= Activity =
What is needed is a verbatim copy of the data, minus the pictures.
+---+
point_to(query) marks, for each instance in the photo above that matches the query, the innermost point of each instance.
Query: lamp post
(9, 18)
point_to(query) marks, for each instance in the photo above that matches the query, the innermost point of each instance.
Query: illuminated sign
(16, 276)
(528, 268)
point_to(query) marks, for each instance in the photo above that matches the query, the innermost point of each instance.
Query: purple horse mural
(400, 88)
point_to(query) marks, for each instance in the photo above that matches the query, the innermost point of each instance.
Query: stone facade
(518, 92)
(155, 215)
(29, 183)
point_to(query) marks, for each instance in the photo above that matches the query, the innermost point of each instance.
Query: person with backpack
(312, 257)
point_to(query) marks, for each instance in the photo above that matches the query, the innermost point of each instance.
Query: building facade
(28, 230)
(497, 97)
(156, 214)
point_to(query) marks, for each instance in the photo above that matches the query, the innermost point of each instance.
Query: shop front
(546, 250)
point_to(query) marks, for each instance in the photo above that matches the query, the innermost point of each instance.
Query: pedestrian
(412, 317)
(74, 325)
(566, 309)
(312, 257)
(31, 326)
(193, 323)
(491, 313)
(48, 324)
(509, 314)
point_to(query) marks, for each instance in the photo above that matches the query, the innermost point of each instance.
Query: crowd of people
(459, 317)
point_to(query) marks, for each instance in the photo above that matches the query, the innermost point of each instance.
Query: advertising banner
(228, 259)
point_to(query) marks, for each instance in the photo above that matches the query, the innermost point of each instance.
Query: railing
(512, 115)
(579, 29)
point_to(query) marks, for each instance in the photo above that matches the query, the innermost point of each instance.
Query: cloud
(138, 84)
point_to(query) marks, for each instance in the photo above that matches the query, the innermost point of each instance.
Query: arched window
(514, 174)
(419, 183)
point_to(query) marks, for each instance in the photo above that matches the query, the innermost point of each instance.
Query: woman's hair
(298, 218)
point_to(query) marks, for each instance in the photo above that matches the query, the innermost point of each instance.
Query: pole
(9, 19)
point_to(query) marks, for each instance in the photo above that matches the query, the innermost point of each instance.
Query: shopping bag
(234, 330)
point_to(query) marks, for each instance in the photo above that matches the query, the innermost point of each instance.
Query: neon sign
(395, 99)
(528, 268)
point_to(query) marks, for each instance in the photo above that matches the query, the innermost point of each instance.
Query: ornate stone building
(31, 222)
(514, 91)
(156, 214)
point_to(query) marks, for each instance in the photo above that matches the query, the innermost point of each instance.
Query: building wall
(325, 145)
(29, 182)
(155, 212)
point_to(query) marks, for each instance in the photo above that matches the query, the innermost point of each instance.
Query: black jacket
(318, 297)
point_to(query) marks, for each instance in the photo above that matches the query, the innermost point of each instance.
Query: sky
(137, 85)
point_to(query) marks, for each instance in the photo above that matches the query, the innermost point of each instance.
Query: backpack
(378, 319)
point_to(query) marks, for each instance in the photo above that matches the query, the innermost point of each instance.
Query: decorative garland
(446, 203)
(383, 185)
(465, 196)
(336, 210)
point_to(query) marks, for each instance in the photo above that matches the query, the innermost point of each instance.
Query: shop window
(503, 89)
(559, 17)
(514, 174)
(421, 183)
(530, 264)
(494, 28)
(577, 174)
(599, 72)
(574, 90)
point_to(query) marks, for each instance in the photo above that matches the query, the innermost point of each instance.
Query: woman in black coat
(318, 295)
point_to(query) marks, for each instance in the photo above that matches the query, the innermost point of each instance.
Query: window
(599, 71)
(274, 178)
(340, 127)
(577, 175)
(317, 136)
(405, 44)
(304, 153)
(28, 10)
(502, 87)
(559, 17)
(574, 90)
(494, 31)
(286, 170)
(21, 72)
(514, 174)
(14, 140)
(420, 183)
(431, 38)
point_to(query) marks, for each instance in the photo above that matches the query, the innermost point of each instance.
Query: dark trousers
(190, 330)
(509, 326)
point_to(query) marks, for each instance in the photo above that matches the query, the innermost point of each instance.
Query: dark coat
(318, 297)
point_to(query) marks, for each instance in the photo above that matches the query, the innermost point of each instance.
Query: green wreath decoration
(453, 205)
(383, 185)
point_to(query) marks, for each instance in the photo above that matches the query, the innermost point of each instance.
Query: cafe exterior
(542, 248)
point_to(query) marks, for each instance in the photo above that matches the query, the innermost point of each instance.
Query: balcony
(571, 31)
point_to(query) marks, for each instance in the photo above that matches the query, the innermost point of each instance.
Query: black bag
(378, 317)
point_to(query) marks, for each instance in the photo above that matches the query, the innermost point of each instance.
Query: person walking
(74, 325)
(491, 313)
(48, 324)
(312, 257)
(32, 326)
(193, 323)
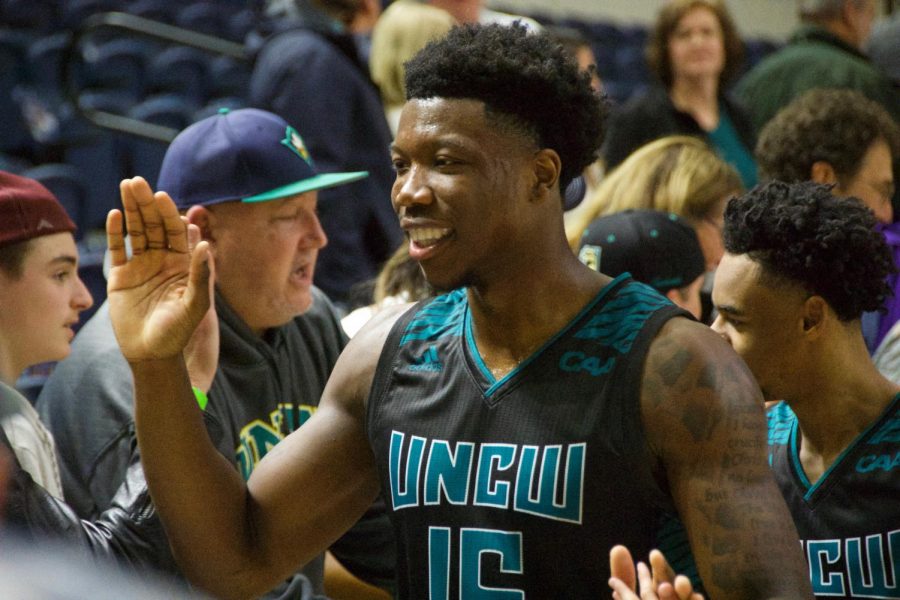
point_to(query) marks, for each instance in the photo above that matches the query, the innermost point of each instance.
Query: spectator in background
(656, 248)
(694, 50)
(676, 174)
(474, 11)
(578, 46)
(883, 47)
(400, 281)
(841, 138)
(246, 180)
(403, 29)
(41, 296)
(310, 73)
(824, 52)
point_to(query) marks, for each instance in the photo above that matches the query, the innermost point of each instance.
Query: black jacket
(129, 532)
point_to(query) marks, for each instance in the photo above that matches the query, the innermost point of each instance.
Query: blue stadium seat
(156, 10)
(118, 64)
(170, 110)
(179, 70)
(45, 62)
(210, 18)
(228, 77)
(40, 17)
(240, 24)
(76, 11)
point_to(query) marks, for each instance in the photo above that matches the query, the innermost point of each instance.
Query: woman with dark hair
(694, 51)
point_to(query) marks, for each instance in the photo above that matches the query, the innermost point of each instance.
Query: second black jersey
(848, 520)
(519, 487)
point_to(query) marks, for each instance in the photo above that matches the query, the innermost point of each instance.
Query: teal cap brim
(318, 182)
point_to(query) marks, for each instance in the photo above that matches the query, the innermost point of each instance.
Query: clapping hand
(659, 584)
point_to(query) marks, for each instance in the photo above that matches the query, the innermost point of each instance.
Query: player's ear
(823, 172)
(815, 313)
(547, 166)
(203, 218)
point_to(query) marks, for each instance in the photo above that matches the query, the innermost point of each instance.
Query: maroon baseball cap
(28, 210)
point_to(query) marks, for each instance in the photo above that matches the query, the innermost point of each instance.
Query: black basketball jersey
(849, 520)
(519, 487)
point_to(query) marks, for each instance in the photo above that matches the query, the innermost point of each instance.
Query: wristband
(200, 395)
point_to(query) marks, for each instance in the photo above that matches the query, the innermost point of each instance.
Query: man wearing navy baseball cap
(245, 178)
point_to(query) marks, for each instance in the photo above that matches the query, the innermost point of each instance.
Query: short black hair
(12, 258)
(837, 126)
(526, 77)
(803, 234)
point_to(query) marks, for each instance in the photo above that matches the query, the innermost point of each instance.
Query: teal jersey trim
(730, 147)
(795, 454)
(439, 318)
(479, 362)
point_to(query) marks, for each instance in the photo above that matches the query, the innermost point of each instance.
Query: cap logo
(293, 141)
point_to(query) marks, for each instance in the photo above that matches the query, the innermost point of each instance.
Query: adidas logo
(427, 362)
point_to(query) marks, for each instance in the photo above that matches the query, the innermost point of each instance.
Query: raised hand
(159, 296)
(202, 351)
(660, 584)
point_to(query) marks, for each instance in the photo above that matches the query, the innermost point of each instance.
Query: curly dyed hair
(830, 125)
(524, 79)
(801, 233)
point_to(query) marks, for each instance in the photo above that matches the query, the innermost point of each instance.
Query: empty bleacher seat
(170, 110)
(179, 70)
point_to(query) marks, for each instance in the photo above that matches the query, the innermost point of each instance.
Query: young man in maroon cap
+---+
= Answer box =
point_to(query) marks, for each instance in the photo above that matches the query, the innermost point of each instance.
Query: lamp post
(9, 18)
point_to(query) marks, for each instance in the photo above that matches the query, the innermost point of each instance.
Query: illuminated sign
(16, 276)
(528, 268)
point_to(query) marks, for each instance in the photo above that matches the query, the innermost point of each instance.
Query: purple horse mural
(400, 88)
point_to(query) marks, for each instance in the photo above that matches the query, the innermost point of each instance.
Query: stone facade
(518, 92)
(155, 215)
(29, 183)
point_to(query) marks, for each instance in the photo above that matches the query, the innermost point of each instance.
Query: person with backpack
(312, 257)
point_to(query) marks, for each instance in the photo above that matches the query, the innermost point of each instance.
Query: building facade
(28, 230)
(497, 97)
(156, 214)
point_to(query) marks, for each instance in the photo above that matches the query, the innermost point of each instance.
Query: shop front
(546, 250)
point_to(query) marks, for each instance in the photo above that matches the query, the innermost point of each instance.
Query: pedestrian
(412, 317)
(74, 325)
(566, 309)
(312, 257)
(31, 326)
(193, 323)
(491, 313)
(48, 324)
(509, 314)
point_to(query) marks, for each instance in the photo above that matches the query, the innermost point of each instance.
Query: crowd of people
(459, 317)
point_to(query) marks, for each instance in the photo above that matches the query, the innermost point of each instance.
Query: advertising banner
(228, 259)
point_to(query) marks, for each instance in the photo above that matches the query, the innermost point of each instance.
Query: railing
(512, 115)
(579, 29)
point_to(query) marks, for each instance in the photo above that matches the query, the innermost point of each instance.
Query: cloud
(138, 84)
point_to(query) marks, for each instance in the photo above that matches the query, the innermost point of each instance.
Query: arched window
(514, 174)
(419, 183)
point_to(query) marks, for each instance in the photo above that matches the query, the innermost point of each instance.
Query: woman's hair
(298, 218)
point_to(query) marks, for each instance in the photo above that matches the query, the innermost point of each instance.
Query: pole
(9, 19)
point_to(query) marks, for each instance in the photo above that matches the query, the innermost point of each instance.
Query: shopping bag
(234, 330)
point_to(query) marks, for each instance in the photo above that matches the query, the innermost point of each instance.
Query: neon sign
(395, 99)
(528, 268)
point_to(query) marks, for each instance in the photo above that matches the query, the innermost point of each instance.
Query: ornate stone building
(31, 222)
(514, 91)
(156, 214)
point_to(query) marks, for each instance in the photo above that matches the query, the innermost point of each instance.
Query: building wall
(325, 145)
(29, 182)
(155, 212)
point_to(query) marks, for each instance in the photo above that matches the query, the innermost point of each instance.
Query: black jacket
(318, 297)
point_to(query) marks, for each instance in the photo above that matches the query, the innermost point of each instance.
Query: sky
(137, 85)
point_to(query) marks, for each instance in the photo above that matches the query, the innermost point of each instance.
Query: backpack
(378, 319)
point_to(query) marks, for each instance in the photo above that matches the query, the innermost point of each instance.
Query: decorative garland
(446, 203)
(383, 185)
(465, 196)
(336, 210)
point_to(query) marks, for each instance in the photo above that matches the query, the innermost point of each instance.
Query: shop window
(503, 89)
(559, 17)
(514, 174)
(421, 183)
(530, 264)
(494, 28)
(577, 174)
(599, 72)
(574, 90)
point_to(query) marks, for each instance in the photo above that matches the query, the innermost point of each instance.
Query: woman in black coat
(318, 295)
point_to(query) marks, for each instance in the photo above that matches the query, the innermost point of each instance.
Query: window
(599, 71)
(274, 178)
(340, 127)
(577, 175)
(317, 136)
(405, 44)
(304, 153)
(28, 10)
(502, 87)
(559, 17)
(574, 90)
(494, 31)
(286, 170)
(21, 72)
(514, 174)
(14, 140)
(420, 183)
(431, 38)
point_to(query) marks, for each instance in the photo above that matches the query, the innermost point of each instance.
Query: dark trousers
(190, 330)
(509, 326)
point_to(query) marks, for each instance in the photo above that matches the query, the innermost point of each instance.
Query: dark coat
(318, 297)
point_to(query) marks, for each instance in the photo above that matches the query, the innermost point of each instance.
Query: green wreath decoration
(453, 205)
(383, 185)
point_to(query) marks, for each instance in the photo above that matches the query, the innermost point of each instance.
Query: cafe exterior
(542, 248)
point_to(query) marks, for each instance in the photo above that matches the query, the innermost point of each instance.
Query: balcony
(571, 31)
point_to(query) marks, for each instance in the photo above that matches the query, the innermost point of each instance.
Query: black bag
(378, 317)
point_to(query) marks, for each instance in the photo above that matches the query, the innermost point of each instance.
Query: person walking
(74, 325)
(491, 313)
(48, 324)
(312, 257)
(32, 326)
(193, 323)
point_to(query) marks, for each instance in the photo above that matches the query, the innermost point of each instance.
Query: spectator in background
(656, 248)
(694, 50)
(676, 174)
(474, 11)
(578, 46)
(883, 47)
(400, 281)
(841, 138)
(246, 180)
(403, 29)
(41, 296)
(310, 73)
(824, 52)
point_to(query) marks, for each instance in the photo above that matches the query, the innermost point of each instance.
Query: black jacket
(129, 532)
point_to(query) marks, for each instance in the photo above that matches the query, the innermost point of each instance.
Query: blue stadium seat
(156, 10)
(118, 64)
(170, 110)
(179, 70)
(45, 62)
(210, 18)
(228, 77)
(40, 17)
(240, 24)
(76, 11)
point_to(query) marks, for each instance in the photo above that matches the query, the innermost point of each instance.
Query: woman with dark hair
(694, 51)
point_to(query) marks, for each instance in the photo above that matches the query, the innermost point of each instance.
Query: second black jersey
(848, 520)
(519, 487)
point_to(query) marks, for each instance in the photo above that matches the query, the innermost point of each instance.
Query: teal cap brim
(318, 182)
point_to(query) marks, for each instance in the photo above that matches the query, the innermost point of each instance.
Query: clapping hand
(659, 584)
point_to(query) marks, for each instance in the photo above that matches the query, the innermost point of each instance.
Query: player's ear
(823, 172)
(815, 313)
(547, 166)
(203, 218)
point_to(query) marks, for each instance in the photo above that matches the query, the innermost point of each instance.
Query: maroon baseball cap
(28, 210)
point_to(query) marks, for each instance in the photo above that matches the query, the innermost point of each instance.
Query: black basketball jersey
(849, 520)
(519, 487)
point_to(query) marks, for each instance in the photo above that matches the query, the innermost point of each instance.
Query: wristband
(200, 395)
point_to(query) marks, for each instance in the photo above that matches the query, the innermost point of each instance.
Query: man wearing navy baseball cap
(245, 178)
point_to(query) marks, for each instance in the photo above that matches the query, the innermost point of each instance.
Query: short black hair
(12, 258)
(837, 126)
(526, 77)
(803, 234)
point_to(query) marks, for each instance in the photo above that matches the query, the innermost point of each instance.
Query: teal jersey trim
(730, 147)
(795, 454)
(439, 318)
(479, 362)
point_to(query) marks, for each instance in the photo above that matches the query, the innermost point of each instance.
Query: cap logo
(293, 141)
point_to(query) marks, for each instance in the photo above that matches the query, the innermost point of each instance.
Query: adidas logo
(427, 362)
point_to(query) marks, for each instance in the photo above that matches the query, the innermost point of each instance.
Query: raised hand
(159, 296)
(202, 351)
(660, 584)
point_to(query) marks, for each instance in the photo above that matches the query, the innermost point of each instance.
Query: curly dyed hair
(830, 125)
(524, 79)
(801, 233)
point_to(query) marks, for each instance in the photo above that matches the query, the innermost point of each instance.
Query: empty bleacher seat
(170, 110)
(179, 70)
point_to(query) marks, for each instance in the photo above that matches the query, the innermost point of each instance.
Query: young man in maroon cap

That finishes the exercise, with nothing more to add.